(Beginning of Supplied information)

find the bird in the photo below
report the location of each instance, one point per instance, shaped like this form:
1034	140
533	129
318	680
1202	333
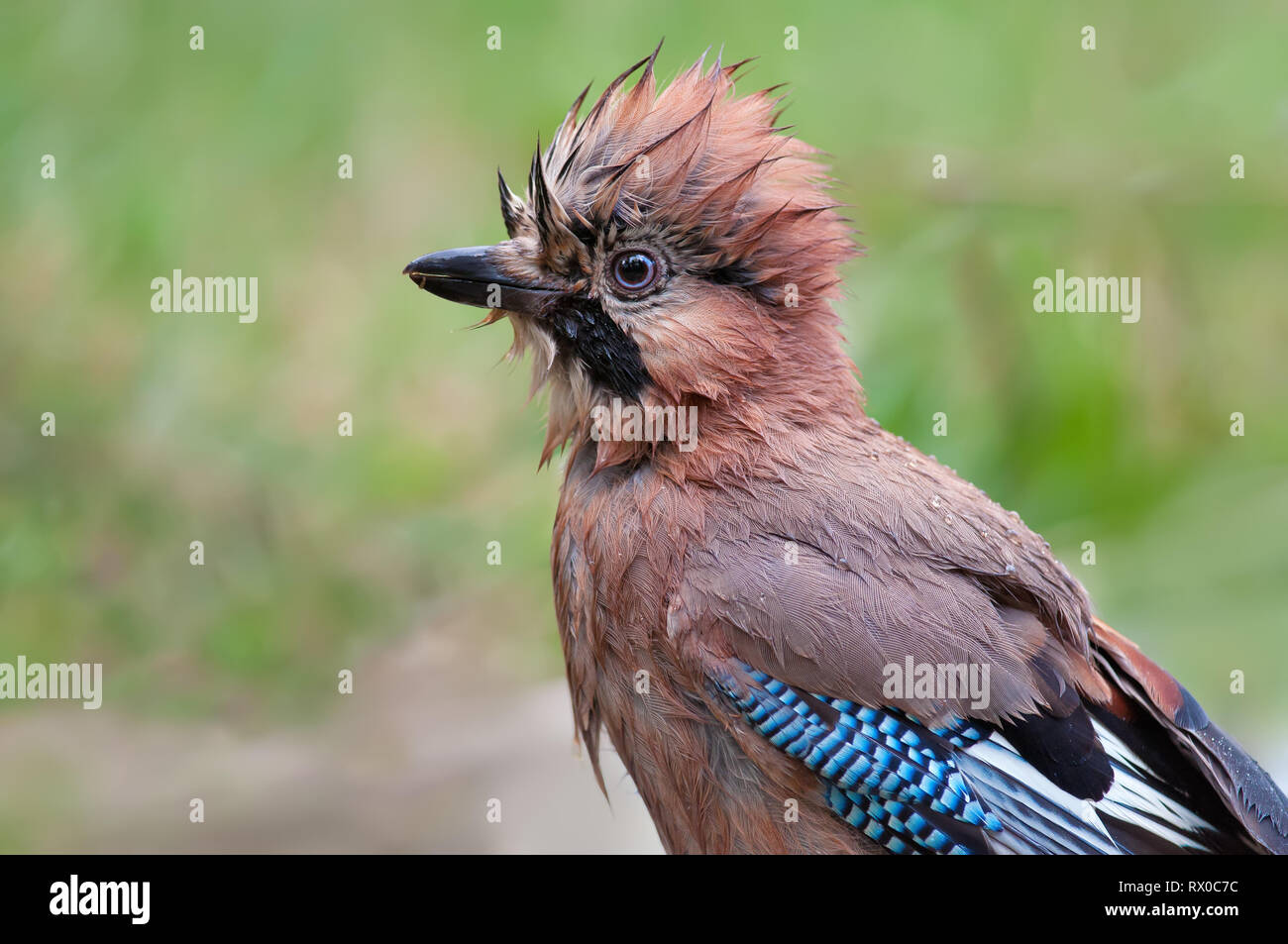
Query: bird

(End of Supplied information)

About this task: Print all entries exactly, without images.

Response to this exercise:
find the bird in the photo below
report the location of each instance, one point per instance, shaped like this form:
1034	140
533	129
318	680
1202	333
Query: bird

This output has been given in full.